- WHAT IS REQUIRED: Write out the material exactly, leaving every picture behind.

- GIVEN RECORDS:
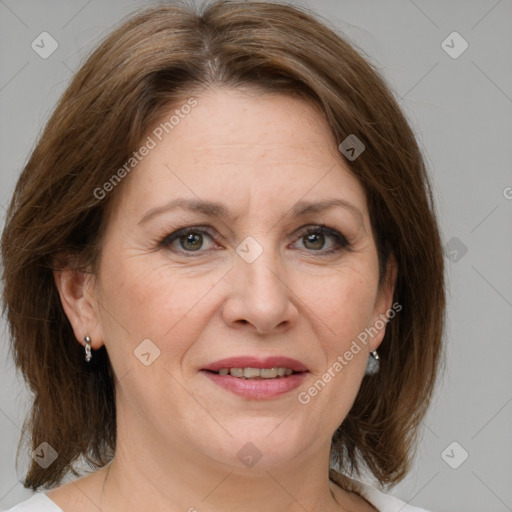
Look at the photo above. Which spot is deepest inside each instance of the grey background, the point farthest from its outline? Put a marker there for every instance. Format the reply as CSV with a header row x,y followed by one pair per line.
x,y
461,110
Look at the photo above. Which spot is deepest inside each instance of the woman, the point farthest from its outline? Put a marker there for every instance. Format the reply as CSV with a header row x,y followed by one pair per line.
x,y
224,219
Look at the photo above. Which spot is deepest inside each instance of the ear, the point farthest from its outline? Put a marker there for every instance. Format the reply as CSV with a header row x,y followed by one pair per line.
x,y
76,290
384,303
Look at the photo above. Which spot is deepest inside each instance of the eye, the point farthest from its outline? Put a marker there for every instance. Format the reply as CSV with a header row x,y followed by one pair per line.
x,y
187,239
314,238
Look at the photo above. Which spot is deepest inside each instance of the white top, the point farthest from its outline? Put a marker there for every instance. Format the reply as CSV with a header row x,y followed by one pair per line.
x,y
382,502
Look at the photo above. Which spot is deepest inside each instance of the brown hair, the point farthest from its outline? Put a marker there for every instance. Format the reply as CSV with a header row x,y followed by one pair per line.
x,y
152,61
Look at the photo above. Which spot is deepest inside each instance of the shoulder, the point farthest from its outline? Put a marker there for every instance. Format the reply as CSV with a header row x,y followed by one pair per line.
x,y
37,503
383,502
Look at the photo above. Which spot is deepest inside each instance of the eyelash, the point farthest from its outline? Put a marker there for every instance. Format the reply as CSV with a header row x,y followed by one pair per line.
x,y
340,242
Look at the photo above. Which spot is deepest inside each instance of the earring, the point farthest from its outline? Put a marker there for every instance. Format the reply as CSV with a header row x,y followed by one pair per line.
x,y
372,367
88,354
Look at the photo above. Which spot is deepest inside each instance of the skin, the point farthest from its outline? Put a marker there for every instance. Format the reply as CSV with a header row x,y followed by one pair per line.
x,y
178,433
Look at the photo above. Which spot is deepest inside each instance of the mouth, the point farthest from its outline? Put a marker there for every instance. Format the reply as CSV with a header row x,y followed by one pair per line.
x,y
256,378
256,373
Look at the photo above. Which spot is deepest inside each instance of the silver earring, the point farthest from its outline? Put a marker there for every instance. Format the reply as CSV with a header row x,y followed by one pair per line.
x,y
88,354
372,367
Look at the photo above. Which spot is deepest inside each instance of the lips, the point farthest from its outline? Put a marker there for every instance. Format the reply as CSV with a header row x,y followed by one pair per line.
x,y
256,362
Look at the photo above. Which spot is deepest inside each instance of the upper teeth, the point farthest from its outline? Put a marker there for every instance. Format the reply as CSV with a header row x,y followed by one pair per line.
x,y
250,373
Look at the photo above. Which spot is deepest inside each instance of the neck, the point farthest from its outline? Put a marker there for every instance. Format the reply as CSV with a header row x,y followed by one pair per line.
x,y
147,476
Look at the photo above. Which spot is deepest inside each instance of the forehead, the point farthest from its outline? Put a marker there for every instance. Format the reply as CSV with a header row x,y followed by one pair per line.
x,y
245,148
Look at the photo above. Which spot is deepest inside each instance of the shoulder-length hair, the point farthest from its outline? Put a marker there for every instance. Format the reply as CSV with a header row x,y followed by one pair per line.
x,y
154,60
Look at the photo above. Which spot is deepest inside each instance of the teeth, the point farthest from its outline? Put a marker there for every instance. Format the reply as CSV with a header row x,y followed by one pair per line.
x,y
256,373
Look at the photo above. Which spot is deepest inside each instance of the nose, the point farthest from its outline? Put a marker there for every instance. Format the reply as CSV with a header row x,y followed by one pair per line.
x,y
259,297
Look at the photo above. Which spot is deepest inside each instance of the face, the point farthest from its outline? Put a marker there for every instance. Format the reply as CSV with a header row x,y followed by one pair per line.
x,y
283,265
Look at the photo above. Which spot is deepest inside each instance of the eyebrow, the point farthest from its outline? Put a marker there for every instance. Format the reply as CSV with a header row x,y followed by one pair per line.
x,y
215,209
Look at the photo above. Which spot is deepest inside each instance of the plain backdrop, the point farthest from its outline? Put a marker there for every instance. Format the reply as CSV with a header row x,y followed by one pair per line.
x,y
460,106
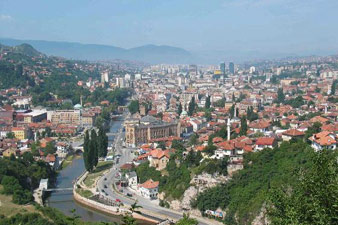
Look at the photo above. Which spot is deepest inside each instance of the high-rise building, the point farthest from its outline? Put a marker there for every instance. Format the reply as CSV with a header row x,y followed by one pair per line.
x,y
232,68
193,70
104,77
252,69
222,67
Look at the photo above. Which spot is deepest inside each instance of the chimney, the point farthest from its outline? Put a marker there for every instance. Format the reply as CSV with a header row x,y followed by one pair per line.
x,y
228,130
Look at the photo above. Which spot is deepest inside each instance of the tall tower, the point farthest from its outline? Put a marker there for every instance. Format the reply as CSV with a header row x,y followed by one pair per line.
x,y
222,68
228,129
232,68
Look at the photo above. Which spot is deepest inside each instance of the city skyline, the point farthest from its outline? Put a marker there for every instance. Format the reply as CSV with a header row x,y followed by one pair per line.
x,y
270,28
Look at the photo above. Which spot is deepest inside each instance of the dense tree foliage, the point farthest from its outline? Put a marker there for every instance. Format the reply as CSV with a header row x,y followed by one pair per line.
x,y
19,182
311,200
245,194
220,103
12,76
134,106
186,220
251,115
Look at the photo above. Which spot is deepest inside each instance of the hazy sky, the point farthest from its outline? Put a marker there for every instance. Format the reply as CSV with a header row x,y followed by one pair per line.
x,y
227,25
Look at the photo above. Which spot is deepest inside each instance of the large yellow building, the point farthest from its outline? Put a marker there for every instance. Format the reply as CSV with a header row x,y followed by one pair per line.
x,y
139,131
20,132
72,117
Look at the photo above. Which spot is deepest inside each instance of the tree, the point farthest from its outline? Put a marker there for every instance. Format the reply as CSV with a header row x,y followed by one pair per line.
x,y
191,107
186,220
315,128
93,148
232,111
208,116
86,153
10,135
179,109
244,126
161,145
50,148
251,115
312,200
134,106
333,87
207,102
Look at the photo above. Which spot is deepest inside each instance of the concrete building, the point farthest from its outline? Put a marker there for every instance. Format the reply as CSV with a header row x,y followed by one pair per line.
x,y
140,131
149,189
35,116
72,117
20,133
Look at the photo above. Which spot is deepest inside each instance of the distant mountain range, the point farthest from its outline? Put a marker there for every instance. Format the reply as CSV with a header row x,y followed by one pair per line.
x,y
71,50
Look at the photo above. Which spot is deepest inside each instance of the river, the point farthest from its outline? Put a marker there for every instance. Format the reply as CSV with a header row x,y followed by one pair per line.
x,y
64,200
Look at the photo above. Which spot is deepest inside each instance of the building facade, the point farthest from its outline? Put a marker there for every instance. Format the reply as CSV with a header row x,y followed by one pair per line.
x,y
140,131
66,117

- FULL RESPONSE:
Look at the photo above. Which spot is deepest inside each instance of the grey background, the point farthest from its outline? Put a marker there for every instance. Format the reply as CSV with a header row x,y followed by one pair per line.
x,y
461,110
Look at the photo above. Which spot is deepest inside each instance of the woman, the point farthest from its outline? Put a marker there for every instance. Format the reply as CSV with a header row x,y followed by one pair per line.
x,y
224,219
Look at the photo above. Which spot is deepest inside each instance of the ear, the point farthest from its outline? Put a marker there for every instance. Format the reply as CSV with a header row x,y followed by one pair per line.
x,y
76,290
384,303
Look at the photo above. Which spot is deepest inside each instance of the eye, the point farthest from its outline? Put a marker there for every instance. Format the reply as CSV with a header row x,y followed by one pair per line.
x,y
187,239
314,238
Look at the photo above. Which spot is deepest inside each instance of the white top, the point farthest from its outline? Put a marker there for every instance. Format the reply as CSV with a header row x,y followed by one pair per line.
x,y
382,502
Look at the photo above. Which spot is deepest inside each instance of the brown hair, the point farthest from its outline? Put a marker there for every instance. Format the reply as CSV with a header row x,y followed by one pair per line.
x,y
152,61
Look at the photo above. Which spot is deepest inside each instance of the shoulder, the point farthest from its outline? Put a marker there for every instance. Format the reply as CSV with a header row x,y followed by one pair per line.
x,y
37,503
383,502
Look at the photo above. Which spot is deepest inside each instance of the eyelash, the point farthest from its outline? Put a marker there for every instance. Format the reply as CSV with a header row x,y followed by one pair per line.
x,y
340,242
Look at the photo above. Which spot is deepest inside each instance of the earring, the point farthest from its outline? Put a marker there for every instance. Format the reply as CSV with a header row x,y followed by one pair per line.
x,y
372,367
88,354
Look at the photo above. Which spot is deepest inside each instance of the skin, the point farthest from its outline? Put a marker there for every instance. Format the reply as CSV with a header row x,y followed by one pair per line.
x,y
178,433
Look at the photo above. Which spot is deepest inside each instance of the mouth, the point farthest from its outline? Put a marker there for every instance. Format the reply as CSV with a header row x,y followed by one pair per line.
x,y
256,378
256,373
Look at the photo above. Which spot is deepest inside each instance of the silver earring, the point farthest from its outline? Put a marker there for every instance. Format the reply as CSV with a header row x,y followed by one pair per line.
x,y
88,354
372,367
Look at the photo above. Which spot is deepest inside each instance of the lips, the point farthest from its outline? Put a marker there for every instance. Format the reply as CSV with a header row x,y followed by one pair per line.
x,y
256,362
Look at the photo above. Which spot is deepest inside each instance of the upper teeth, the point farthest from its outline? Put a marker there for every instance. Format the reply as CSV with a header row x,y followed by one pair per line.
x,y
250,373
Look at the photo above. Which spot is deepest inside each instance of the neck, the point farthest from its outline? Put a marker there for every instance. Format the reply as CSV with a header row x,y followed by one pair per line.
x,y
147,476
Look at the photo above. Which spot is deepest inside each instance of the forehead, the point farthest from its outline? Put a marker there for every instance. Format the reply as CSV with a header row x,y followed by one pair per line.
x,y
245,148
Look at the photo above. Which spot is deepest inside each instance of the shoulder-length hair, the point farthest from its outline? Put a marker there for every instance. Format the reply as CSV with a header row x,y followed by one pair per line.
x,y
154,60
Look at the photo above. Which spot is deepest inside each instance of the teeth, the point farthest from its outline? Put a marker there for every instance. Format the reply as CSV with a header row x,y followed by one pair per line.
x,y
256,373
Look at the photo above. Which spot is deepest inside each instance of the nose, the point farthest from its outline? Put a marker there for every instance. Format the reply as CSV with a header row x,y followed by one pair per line.
x,y
259,297
Look at the photo above. Which spot is deepest inside each instance of the face, the point farthest from its outline? Put a marker there for every instance. Format the reply as CSV with a header row x,y followed by one pair per line.
x,y
283,265
Look at the photo above. Which spot is deepest inside each instance of the eyebrow, the point farthest from its outline? Put a marker there for every instance. Format the reply as CSV with a header row x,y followed by one pair per line.
x,y
215,209
Look at the photo above. Which spot is deepest inside each instance of the plain backdrop, the point farthest from its outline? Put a marker there for every instance. Format the reply as CSV with a header row x,y followed by one pair per line.
x,y
460,106
Look at the photo above. Which spot is deepest inside each instance of the high-rise building, the point farthest from its outline? Put a marker there for every instance. Format the reply as CSV with a header row x,y followed by one pair per line.
x,y
232,68
193,70
104,77
252,69
222,67
Look at the photo above. Which spot is deepest inside each instance of the chimney, the point farthest from its outline? Put a marker there for every instance. Format the reply as CSV with a header row x,y followed by one pair per line.
x,y
228,130
Look at the photo above. Which spot is deepest inside each instance of the tall tower, the point farthest from its outline? Put a marker there for every instance. Format the reply as CSV with a header row x,y followed by one pair per line.
x,y
222,68
228,129
232,68
Look at the photo above. Which spot is deepest inside each instance of the city skyline, the point farthest from its outline? Put a marker there for every instance. Format the reply as CSV with a header row x,y followed by one pair per line.
x,y
270,28
Look at the photo above. Which spot is deepest inside each instance of the dense tree foliage, the point farthest from its outline? Put a marker there for every instance. Format the reply as CSV with a header row x,y followed by one pair per line.
x,y
19,182
311,200
245,194
220,103
12,76
134,106
186,220
251,115
Look at the photo above. Which spot is deepest inside each instance of the hazy sky, the point farthest from its outline? Put a marker there for every instance. Format the reply as CSV with a header row x,y followed by one pair per line.
x,y
227,25
Look at the photo above. Which spot is deepest inside each instance of the large yellow building, the point farthest from its outline? Put a marker there for every instance. Format the reply as CSV with a header row x,y followed by one pair per line.
x,y
139,131
20,132
72,117
Look at the photo above. Which spot is deepest inside each instance of the tree, the point farthest from its outline? Put a marker there for every instance. Format the reply as CSV with a header row x,y followed by one pair per line.
x,y
191,107
186,220
315,128
93,148
232,111
208,116
86,153
10,135
179,109
244,126
161,145
50,148
251,115
312,200
134,106
333,87
207,102
Look at the photo above. Which spot is deepest inside each instance of the concrete building, the point farthest from its outline? Put a marker there for every instance. Format the reply as CSV with a header row x,y followed by one pair per line.
x,y
140,131
149,189
35,116
72,117
20,133
Look at the photo above. Which spot is deepest inside each instance of the distant mountain range, the point farthest from its outline? Put a marker there for every instance. Format the reply as CSV with a header row x,y followed by one pair per line.
x,y
71,50
Look at the photo above. Which spot is deepest inside each instance of the river, the point farthest from its outline? Put a marker there for every instance. Format the reply as CSV with a header row x,y followed by one pair per line.
x,y
64,200
Look at the photo above. Which spot is deepest inside each instance of the building facade, the point farthest from its outline? Put a marker there for every instance. Format the reply as CSV with a header row x,y followed by one pair per line.
x,y
140,131
66,117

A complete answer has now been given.